Collected data entries:
..............................
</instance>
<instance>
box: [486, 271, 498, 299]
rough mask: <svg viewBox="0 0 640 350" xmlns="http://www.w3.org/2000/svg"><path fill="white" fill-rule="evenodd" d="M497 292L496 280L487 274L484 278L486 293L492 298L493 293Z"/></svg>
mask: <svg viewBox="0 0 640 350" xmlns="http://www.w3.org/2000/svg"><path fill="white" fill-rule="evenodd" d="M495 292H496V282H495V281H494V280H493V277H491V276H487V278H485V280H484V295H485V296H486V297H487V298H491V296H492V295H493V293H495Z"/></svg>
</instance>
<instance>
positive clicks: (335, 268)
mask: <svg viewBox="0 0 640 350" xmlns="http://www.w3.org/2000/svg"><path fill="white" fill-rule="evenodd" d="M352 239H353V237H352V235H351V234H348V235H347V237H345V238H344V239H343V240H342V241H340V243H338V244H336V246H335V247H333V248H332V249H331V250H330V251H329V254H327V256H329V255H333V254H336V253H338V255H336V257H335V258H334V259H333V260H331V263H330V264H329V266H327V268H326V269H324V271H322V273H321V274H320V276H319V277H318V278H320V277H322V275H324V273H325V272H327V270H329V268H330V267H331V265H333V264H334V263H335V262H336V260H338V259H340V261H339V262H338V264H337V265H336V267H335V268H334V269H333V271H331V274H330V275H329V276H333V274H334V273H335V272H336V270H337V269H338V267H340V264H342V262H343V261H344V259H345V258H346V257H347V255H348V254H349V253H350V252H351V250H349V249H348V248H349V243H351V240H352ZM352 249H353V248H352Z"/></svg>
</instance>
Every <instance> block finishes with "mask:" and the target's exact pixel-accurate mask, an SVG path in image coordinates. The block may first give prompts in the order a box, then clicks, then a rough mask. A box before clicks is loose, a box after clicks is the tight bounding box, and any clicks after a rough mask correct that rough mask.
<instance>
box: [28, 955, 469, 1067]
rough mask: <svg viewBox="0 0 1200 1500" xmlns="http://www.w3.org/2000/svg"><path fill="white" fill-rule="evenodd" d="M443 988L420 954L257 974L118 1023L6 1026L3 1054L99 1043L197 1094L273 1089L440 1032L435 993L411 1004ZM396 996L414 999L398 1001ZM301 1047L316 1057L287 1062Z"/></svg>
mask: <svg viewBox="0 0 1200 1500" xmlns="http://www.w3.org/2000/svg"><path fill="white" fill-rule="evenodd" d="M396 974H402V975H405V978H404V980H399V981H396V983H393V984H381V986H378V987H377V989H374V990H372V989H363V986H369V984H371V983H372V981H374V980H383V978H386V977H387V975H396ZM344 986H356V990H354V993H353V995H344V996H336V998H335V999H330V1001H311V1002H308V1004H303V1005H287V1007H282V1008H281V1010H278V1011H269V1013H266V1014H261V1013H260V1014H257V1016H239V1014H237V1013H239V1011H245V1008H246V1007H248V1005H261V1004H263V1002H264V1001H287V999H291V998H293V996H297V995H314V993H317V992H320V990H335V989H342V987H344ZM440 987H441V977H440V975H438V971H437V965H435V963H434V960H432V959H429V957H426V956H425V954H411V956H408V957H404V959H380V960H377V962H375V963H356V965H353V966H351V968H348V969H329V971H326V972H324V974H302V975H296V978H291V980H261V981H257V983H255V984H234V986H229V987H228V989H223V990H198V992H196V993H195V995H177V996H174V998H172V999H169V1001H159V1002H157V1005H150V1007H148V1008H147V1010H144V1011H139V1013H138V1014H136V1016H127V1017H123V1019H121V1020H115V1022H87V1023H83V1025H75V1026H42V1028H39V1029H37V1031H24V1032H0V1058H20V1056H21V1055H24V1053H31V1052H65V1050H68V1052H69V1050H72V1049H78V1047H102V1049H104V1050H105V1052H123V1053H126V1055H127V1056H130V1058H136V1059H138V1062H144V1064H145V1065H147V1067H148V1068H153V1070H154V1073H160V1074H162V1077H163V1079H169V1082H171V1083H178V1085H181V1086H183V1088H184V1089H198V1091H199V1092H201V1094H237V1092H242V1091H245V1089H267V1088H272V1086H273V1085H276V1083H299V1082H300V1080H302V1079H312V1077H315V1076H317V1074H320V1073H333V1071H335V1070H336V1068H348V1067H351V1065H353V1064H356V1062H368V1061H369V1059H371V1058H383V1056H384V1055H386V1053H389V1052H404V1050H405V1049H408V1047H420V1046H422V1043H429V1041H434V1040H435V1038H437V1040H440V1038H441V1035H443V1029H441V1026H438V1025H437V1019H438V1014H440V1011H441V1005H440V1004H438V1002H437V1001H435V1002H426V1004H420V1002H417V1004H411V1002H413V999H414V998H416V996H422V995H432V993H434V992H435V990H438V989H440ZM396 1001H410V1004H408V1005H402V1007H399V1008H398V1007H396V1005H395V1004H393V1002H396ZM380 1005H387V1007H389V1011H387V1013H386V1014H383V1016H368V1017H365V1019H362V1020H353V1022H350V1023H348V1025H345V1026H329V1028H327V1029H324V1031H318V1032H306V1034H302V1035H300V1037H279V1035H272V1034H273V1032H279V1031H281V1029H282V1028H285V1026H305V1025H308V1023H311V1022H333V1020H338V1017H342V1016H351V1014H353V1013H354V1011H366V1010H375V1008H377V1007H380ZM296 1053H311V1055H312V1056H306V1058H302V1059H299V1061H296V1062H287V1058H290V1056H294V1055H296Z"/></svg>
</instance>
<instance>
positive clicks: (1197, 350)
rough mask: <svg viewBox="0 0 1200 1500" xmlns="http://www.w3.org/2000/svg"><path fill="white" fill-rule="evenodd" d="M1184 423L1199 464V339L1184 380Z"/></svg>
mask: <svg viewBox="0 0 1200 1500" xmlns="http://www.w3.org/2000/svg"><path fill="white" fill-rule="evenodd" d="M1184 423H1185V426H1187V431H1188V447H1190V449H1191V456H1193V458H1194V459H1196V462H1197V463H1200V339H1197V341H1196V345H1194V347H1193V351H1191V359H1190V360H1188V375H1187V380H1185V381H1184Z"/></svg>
..............................
Write out each record again, keeping every word as it is.

TASK ANSWER:
</instance>
<instance>
box: [486, 271, 498, 299]
rough mask: <svg viewBox="0 0 640 350" xmlns="http://www.w3.org/2000/svg"><path fill="white" fill-rule="evenodd" d="M497 292L496 280L487 274L484 278L486 293L492 298L493 293Z"/></svg>
mask: <svg viewBox="0 0 640 350" xmlns="http://www.w3.org/2000/svg"><path fill="white" fill-rule="evenodd" d="M495 292H496V282H495V281H494V280H493V277H491V276H487V278H485V280H484V295H485V296H486V297H487V298H491V296H492V295H493V293H495Z"/></svg>
</instance>
<instance>
positive clicks: (335, 268)
mask: <svg viewBox="0 0 640 350" xmlns="http://www.w3.org/2000/svg"><path fill="white" fill-rule="evenodd" d="M352 239H353V237H352V235H351V234H348V235H347V237H345V238H344V239H343V240H342V241H340V243H338V244H336V246H335V247H333V248H332V249H331V250H330V251H329V254H327V256H329V255H333V254H336V253H338V255H336V257H335V258H334V259H333V260H331V263H330V264H329V266H327V268H326V269H324V271H322V273H321V274H320V276H319V277H318V278H320V277H322V275H324V273H325V272H327V270H329V268H330V267H331V265H333V264H334V263H335V262H336V260H338V259H340V261H339V262H338V264H337V265H336V267H335V268H334V269H333V271H331V274H330V275H329V276H333V274H334V273H335V272H336V270H337V269H338V267H340V264H342V262H343V261H344V259H345V258H346V257H347V255H348V254H349V253H350V252H351V250H349V249H348V248H349V243H351V240H352ZM352 249H353V248H352Z"/></svg>
</instance>
Every <instance> block finishes with "mask:" and the target's exact pixel-accurate mask, an SVG path in image coordinates. The block may first give prompts in the order a box, then clicks, then a rough mask. A box before clicks is loose, a box after clicks is the tight bounding box, and any clicks after a rough mask correct that rough mask.
<instance>
box: [28, 955, 469, 1067]
rough mask: <svg viewBox="0 0 1200 1500" xmlns="http://www.w3.org/2000/svg"><path fill="white" fill-rule="evenodd" d="M443 988L420 954L257 974L118 1023L6 1026L3 1054L99 1043L197 1094L273 1089L440 1032L435 993L411 1004ZM396 996L414 999L398 1001ZM301 1047L316 1057L287 1062Z"/></svg>
mask: <svg viewBox="0 0 1200 1500" xmlns="http://www.w3.org/2000/svg"><path fill="white" fill-rule="evenodd" d="M396 974H402V975H405V978H404V980H399V981H396V983H393V984H381V986H378V987H377V989H374V990H372V989H363V986H369V984H371V983H372V981H374V980H383V978H386V977H387V975H396ZM344 986H356V990H354V993H353V995H344V996H336V998H335V999H330V1001H311V1002H308V1004H303V1005H287V1007H282V1008H281V1010H278V1011H269V1013H266V1014H261V1013H260V1014H257V1016H239V1014H237V1013H239V1011H245V1008H246V1007H248V1005H261V1004H263V1002H264V1001H287V999H291V998H293V996H297V995H314V993H317V992H320V990H335V989H342V987H344ZM440 987H441V977H440V975H438V971H437V965H435V963H434V960H432V959H429V957H426V956H425V954H411V956H408V957H404V959H380V960H377V962H375V963H356V965H353V966H351V968H348V969H329V971H326V972H324V974H302V975H296V978H291V980H261V981H257V983H255V984H234V986H229V987H228V989H223V990H198V992H196V993H195V995H177V996H174V998H172V999H169V1001H159V1002H157V1005H150V1007H148V1008H147V1010H144V1011H139V1013H138V1014H136V1016H127V1017H123V1019H121V1020H115V1022H87V1023H83V1025H75V1026H42V1028H39V1029H37V1031H24V1032H0V1058H20V1056H21V1055H24V1053H31V1052H65V1050H68V1052H69V1050H72V1049H78V1047H102V1049H104V1050H105V1052H123V1053H126V1055H127V1056H130V1058H136V1059H138V1062H144V1064H145V1065H147V1067H148V1068H153V1070H154V1073H160V1074H162V1077H163V1079H169V1082H171V1083H178V1085H181V1086H183V1088H184V1089H198V1091H199V1092H201V1094H237V1092H242V1091H245V1089H267V1088H272V1086H273V1085H276V1083H299V1082H300V1080H302V1079H312V1077H315V1076H317V1074H320V1073H333V1071H335V1070H336V1068H348V1067H351V1065H353V1064H356V1062H368V1061H369V1059H371V1058H383V1056H384V1055H386V1053H389V1052H404V1050H405V1049H408V1047H420V1046H422V1043H429V1041H434V1040H435V1038H437V1040H440V1038H441V1035H443V1029H441V1026H438V1025H437V1019H438V1014H440V1011H441V1005H440V1004H438V1002H437V1001H435V1002H426V1004H420V1002H417V1004H411V1002H413V999H414V998H416V996H422V995H432V993H434V992H435V990H438V989H440ZM396 1001H410V1004H408V1005H402V1007H399V1008H398V1007H396V1005H395V1004H393V1002H396ZM380 1005H387V1007H389V1011H387V1013H386V1014H383V1016H368V1017H365V1019H362V1020H353V1022H350V1023H348V1025H345V1026H329V1028H327V1029H324V1031H318V1032H306V1034H302V1035H300V1037H279V1035H272V1034H273V1032H279V1031H281V1029H282V1028H285V1026H305V1025H308V1023H311V1022H333V1020H338V1017H342V1016H351V1014H353V1013H354V1011H366V1010H375V1008H377V1007H380ZM296 1053H311V1055H312V1056H306V1058H302V1059H299V1061H296V1062H287V1058H290V1056H294V1055H296Z"/></svg>
</instance>
<instance>
positive clicks: (1197, 350)
rough mask: <svg viewBox="0 0 1200 1500" xmlns="http://www.w3.org/2000/svg"><path fill="white" fill-rule="evenodd" d="M1184 423L1199 464V339L1184 380Z"/></svg>
mask: <svg viewBox="0 0 1200 1500" xmlns="http://www.w3.org/2000/svg"><path fill="white" fill-rule="evenodd" d="M1184 423H1185V426H1187V431H1188V447H1190V449H1191V456H1193V458H1194V459H1196V462H1197V463H1200V339H1197V341H1196V345H1194V347H1193V351H1191V359H1190V360H1188V375H1187V380H1185V381H1184Z"/></svg>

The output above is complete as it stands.